- **JOBS**
**A.** In the forum thread on managing multiple worker processes, from which version does the Apache web server run natively on Windows?
**B.** Pick up the forum thread on managing multiple worker processes from the point where it ends.
-- BEGIN PAGE EXTRACT --
Managing multiple-processes: What are the common strategies? - multithreading

While multithreading is faster in some cases, sometimes we just want to spawn multiple worker processes to do work. This has the benefits of not crashing the main app if one of the worker crashes, and that the user doesn't need to worry a lot about inter-locking stuffs.
COM+'s Application Pooling seems like a good way to achieve this on Windows. The downside is that we need to write a COM+ wrapper for the worker process.
However, when I search for Application Pooling on Google, it seems like most of its usages are related to IIS. Don't other applications (such as scientific/graphics) find it useful to spawn multiple worker processes?
So there are several questions:
Why isn't COM+ more popular in areas other than IIS? If I write a non-IIS application and want to use process management on Windows, should I go with COM+ or are there better alternatives out there?
What would be the cross platform way to do it? Are there libraries out there that give me a "process pool" (worker processes will intelligently pick up work, can be managed, etc.)

I can't offer any answers to the COM aspect of your question, but it's worth noting there's another world (besides HPC MPI) where multi-processing (rather than the more common multi-threading approach) is apparently alive, well and thriving: Python.
Why ? Python's GIL ("global interpreter lock") cripples most attempts to multithread python code so badly that multiprocessing is the generally recommended approach to parallelising Python on SMP. The standard library includes process pools; there are various other options too.
Python certainly ought to satisfy any multi-platform requirement!

You might want to investigate how the apache web server manages process pools. From version 2.0 it runs natively on windows and one of the multi-processing models it supports are process pools. A part of apache is also APR (apache portable runtime), which handles platform-specific issues.

No one can answer why something is not popular because may be no body is looking for what you are looking for. After .NET came in picture, people shifted from COM to Managed Environment, before .NET, COM and ATL and relative other technologies were quite painful to implement and they would crash and were also quite difficult to debug.
-- END PAGE EXTRACT --
-- BEGIN DATA SHOWN --
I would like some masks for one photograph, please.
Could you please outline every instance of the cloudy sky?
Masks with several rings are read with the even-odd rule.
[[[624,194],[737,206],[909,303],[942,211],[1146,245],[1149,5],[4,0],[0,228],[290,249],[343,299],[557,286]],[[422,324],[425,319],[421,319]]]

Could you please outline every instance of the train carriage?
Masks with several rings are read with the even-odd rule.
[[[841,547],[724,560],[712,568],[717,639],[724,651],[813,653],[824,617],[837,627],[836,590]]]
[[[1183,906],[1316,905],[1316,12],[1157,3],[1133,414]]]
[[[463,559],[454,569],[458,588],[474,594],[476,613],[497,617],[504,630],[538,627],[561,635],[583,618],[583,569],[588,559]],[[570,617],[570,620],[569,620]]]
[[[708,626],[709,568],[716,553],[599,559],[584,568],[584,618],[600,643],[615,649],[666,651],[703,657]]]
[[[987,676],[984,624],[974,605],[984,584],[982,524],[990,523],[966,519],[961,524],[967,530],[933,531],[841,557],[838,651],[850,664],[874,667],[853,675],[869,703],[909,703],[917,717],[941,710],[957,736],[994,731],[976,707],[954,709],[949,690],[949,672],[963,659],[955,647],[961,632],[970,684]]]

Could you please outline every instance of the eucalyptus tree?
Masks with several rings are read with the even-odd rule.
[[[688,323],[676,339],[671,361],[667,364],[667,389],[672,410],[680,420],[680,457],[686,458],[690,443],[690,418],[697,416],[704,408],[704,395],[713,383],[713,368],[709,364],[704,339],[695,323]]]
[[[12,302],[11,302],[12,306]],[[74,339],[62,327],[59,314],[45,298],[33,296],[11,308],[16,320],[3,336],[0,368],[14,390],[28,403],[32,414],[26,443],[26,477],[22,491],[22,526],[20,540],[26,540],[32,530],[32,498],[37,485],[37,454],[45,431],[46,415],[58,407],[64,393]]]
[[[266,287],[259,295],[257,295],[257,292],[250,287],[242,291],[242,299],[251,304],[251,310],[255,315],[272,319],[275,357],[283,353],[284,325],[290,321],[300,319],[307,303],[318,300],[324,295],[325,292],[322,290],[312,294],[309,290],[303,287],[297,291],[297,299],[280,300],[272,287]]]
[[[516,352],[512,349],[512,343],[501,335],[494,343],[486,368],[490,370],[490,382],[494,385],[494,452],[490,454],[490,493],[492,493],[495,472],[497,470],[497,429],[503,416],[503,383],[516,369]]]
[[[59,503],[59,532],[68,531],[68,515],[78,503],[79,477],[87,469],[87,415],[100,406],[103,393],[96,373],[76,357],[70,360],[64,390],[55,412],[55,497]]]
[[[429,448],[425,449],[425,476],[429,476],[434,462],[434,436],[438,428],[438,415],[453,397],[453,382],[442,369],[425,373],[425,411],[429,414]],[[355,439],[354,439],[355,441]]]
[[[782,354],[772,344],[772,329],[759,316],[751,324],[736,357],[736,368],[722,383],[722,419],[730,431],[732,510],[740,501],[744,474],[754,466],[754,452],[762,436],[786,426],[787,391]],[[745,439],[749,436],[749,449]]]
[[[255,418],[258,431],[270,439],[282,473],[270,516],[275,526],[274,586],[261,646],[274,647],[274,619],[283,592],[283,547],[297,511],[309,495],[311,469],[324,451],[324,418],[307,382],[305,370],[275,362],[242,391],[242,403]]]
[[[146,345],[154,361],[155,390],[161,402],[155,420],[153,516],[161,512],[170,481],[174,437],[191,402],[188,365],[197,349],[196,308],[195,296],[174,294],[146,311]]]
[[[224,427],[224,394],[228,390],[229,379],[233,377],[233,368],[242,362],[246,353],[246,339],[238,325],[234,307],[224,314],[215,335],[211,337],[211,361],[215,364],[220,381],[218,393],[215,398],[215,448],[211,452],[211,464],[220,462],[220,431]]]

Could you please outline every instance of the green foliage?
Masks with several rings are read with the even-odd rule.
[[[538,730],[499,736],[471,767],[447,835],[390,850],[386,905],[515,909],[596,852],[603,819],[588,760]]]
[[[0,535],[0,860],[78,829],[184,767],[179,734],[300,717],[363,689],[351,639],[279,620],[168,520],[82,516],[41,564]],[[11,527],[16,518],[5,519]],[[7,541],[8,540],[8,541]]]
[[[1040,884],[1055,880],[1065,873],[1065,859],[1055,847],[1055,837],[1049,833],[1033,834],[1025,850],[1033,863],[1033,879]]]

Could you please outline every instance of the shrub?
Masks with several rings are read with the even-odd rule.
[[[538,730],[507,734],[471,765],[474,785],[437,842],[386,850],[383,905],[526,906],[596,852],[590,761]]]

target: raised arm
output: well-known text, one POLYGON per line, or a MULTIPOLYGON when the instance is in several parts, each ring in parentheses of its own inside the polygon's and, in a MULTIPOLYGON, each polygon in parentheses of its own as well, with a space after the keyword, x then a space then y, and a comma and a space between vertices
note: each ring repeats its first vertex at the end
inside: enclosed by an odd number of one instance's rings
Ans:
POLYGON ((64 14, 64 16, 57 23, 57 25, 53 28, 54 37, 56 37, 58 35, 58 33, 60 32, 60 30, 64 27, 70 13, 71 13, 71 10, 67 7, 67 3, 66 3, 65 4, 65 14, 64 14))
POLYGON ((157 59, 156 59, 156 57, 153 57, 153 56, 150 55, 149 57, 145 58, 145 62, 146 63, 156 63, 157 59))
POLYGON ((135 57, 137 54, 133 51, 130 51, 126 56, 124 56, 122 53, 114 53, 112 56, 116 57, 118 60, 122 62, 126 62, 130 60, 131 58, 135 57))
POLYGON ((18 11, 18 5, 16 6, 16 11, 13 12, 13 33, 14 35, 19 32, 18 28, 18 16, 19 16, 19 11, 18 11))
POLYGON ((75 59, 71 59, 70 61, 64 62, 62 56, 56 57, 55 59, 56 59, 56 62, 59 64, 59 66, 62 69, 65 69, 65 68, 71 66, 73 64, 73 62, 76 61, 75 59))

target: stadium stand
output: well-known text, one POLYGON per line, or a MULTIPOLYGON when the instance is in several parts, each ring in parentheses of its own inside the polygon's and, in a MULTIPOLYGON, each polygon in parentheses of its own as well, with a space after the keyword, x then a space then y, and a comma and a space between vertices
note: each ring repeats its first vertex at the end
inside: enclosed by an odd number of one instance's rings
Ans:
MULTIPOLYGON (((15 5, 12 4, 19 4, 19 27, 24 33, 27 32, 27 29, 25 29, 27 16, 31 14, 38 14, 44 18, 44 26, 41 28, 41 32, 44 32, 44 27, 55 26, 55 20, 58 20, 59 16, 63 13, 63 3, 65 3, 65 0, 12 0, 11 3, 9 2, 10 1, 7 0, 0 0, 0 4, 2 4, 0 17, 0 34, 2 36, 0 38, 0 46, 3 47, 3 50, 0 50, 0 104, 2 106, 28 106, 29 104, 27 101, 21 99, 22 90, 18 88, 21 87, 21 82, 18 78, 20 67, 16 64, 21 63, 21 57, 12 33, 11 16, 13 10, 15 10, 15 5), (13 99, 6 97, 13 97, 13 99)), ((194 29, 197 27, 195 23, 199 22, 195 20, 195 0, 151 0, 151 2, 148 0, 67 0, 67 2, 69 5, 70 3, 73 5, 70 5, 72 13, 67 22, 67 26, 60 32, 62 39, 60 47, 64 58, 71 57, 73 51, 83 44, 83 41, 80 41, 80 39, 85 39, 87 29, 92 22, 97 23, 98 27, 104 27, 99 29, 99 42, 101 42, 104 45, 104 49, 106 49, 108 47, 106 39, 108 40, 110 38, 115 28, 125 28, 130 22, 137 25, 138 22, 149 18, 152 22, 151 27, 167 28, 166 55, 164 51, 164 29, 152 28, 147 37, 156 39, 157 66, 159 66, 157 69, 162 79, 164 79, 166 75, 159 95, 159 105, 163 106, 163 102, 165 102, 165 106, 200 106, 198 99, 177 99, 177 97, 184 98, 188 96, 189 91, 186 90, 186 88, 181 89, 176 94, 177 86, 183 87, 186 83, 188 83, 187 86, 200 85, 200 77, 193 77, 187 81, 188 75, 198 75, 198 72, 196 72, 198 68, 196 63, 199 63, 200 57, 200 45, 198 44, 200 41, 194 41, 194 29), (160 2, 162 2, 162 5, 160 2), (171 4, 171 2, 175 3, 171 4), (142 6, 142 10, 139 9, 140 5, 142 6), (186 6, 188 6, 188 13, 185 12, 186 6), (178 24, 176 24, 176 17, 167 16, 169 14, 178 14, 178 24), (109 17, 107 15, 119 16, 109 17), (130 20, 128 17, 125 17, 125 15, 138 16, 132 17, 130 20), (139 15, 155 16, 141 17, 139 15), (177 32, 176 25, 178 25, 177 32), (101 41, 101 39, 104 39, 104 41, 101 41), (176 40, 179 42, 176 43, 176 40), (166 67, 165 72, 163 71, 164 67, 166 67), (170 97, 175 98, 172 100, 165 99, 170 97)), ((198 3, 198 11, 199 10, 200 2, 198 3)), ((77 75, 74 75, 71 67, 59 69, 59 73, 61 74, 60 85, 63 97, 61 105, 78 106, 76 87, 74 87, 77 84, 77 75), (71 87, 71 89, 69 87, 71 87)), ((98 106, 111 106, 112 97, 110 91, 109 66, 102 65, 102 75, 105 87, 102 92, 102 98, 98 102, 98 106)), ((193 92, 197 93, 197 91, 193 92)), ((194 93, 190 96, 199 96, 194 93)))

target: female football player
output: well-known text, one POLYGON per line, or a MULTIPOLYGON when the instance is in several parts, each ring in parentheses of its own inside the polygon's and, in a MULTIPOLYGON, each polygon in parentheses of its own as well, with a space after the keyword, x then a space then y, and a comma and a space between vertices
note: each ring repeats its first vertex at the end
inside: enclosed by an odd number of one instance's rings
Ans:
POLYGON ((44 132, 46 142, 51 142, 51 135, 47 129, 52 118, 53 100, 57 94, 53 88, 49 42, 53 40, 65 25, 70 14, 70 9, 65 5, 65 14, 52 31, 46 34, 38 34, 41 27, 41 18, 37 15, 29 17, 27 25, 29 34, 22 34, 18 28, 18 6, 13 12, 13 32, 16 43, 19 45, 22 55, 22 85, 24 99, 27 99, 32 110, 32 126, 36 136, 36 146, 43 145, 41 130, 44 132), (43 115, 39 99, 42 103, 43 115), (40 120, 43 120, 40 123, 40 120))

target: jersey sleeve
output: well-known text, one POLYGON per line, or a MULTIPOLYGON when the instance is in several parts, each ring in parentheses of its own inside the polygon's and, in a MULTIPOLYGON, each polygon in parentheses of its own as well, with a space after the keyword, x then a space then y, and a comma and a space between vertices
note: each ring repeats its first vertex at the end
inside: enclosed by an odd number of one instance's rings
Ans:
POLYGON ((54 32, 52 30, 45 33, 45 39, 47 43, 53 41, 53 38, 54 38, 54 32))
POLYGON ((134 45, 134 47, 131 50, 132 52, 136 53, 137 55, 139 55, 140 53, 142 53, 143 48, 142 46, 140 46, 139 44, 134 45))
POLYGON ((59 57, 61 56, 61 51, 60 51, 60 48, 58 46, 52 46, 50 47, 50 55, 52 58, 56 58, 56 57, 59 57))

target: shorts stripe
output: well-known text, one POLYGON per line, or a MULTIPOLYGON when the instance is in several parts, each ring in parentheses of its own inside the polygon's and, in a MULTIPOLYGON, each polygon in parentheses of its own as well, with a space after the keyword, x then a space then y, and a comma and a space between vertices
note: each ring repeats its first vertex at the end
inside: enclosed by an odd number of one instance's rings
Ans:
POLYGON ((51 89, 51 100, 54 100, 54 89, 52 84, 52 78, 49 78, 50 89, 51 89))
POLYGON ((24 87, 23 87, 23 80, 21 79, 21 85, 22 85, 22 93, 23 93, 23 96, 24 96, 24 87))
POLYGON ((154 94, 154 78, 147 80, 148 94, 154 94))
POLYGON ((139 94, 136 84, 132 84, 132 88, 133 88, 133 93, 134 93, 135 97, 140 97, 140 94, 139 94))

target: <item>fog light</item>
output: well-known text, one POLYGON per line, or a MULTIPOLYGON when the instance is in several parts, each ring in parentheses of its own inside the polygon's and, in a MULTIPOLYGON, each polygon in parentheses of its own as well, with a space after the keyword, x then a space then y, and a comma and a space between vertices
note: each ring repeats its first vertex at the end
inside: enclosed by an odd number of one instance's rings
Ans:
-- END DATA SHOWN --
- **ANSWERS FOR THE EXERCISE**
**A.** Version 2.0.

**B.**
That is the reason, managed environment came in existence.
However, .NET 4 onwards, parallel libraries give much more power to user for parallel programming and also you can spawn and control other proceeses.
For multiplatform, you can look for zvrba's answer.

Yes, other applications--especially science applications--find it useful to spawn multiple processes. Since few super-computers run Microsoft Windows, scientists generally avoid using anything that ties them to a Microsoft platform. Nothing related to COM will help scientists leverage their enormous existing code base written in Fortran.
People who choose to run IIS have generally already drunk the Microsoft Koolaid, so they have fewer inhibitions to tying themselves to Microsoft's proprietary platforms, which is why COM-specific terminology will get lots of hits related to IIS.
One of the open standards for doing what you want is the Message Passing Interface. Several implementations exist and some of them run on supercomputers using Fortran. Some of them run on cheaper computers using sexier languages.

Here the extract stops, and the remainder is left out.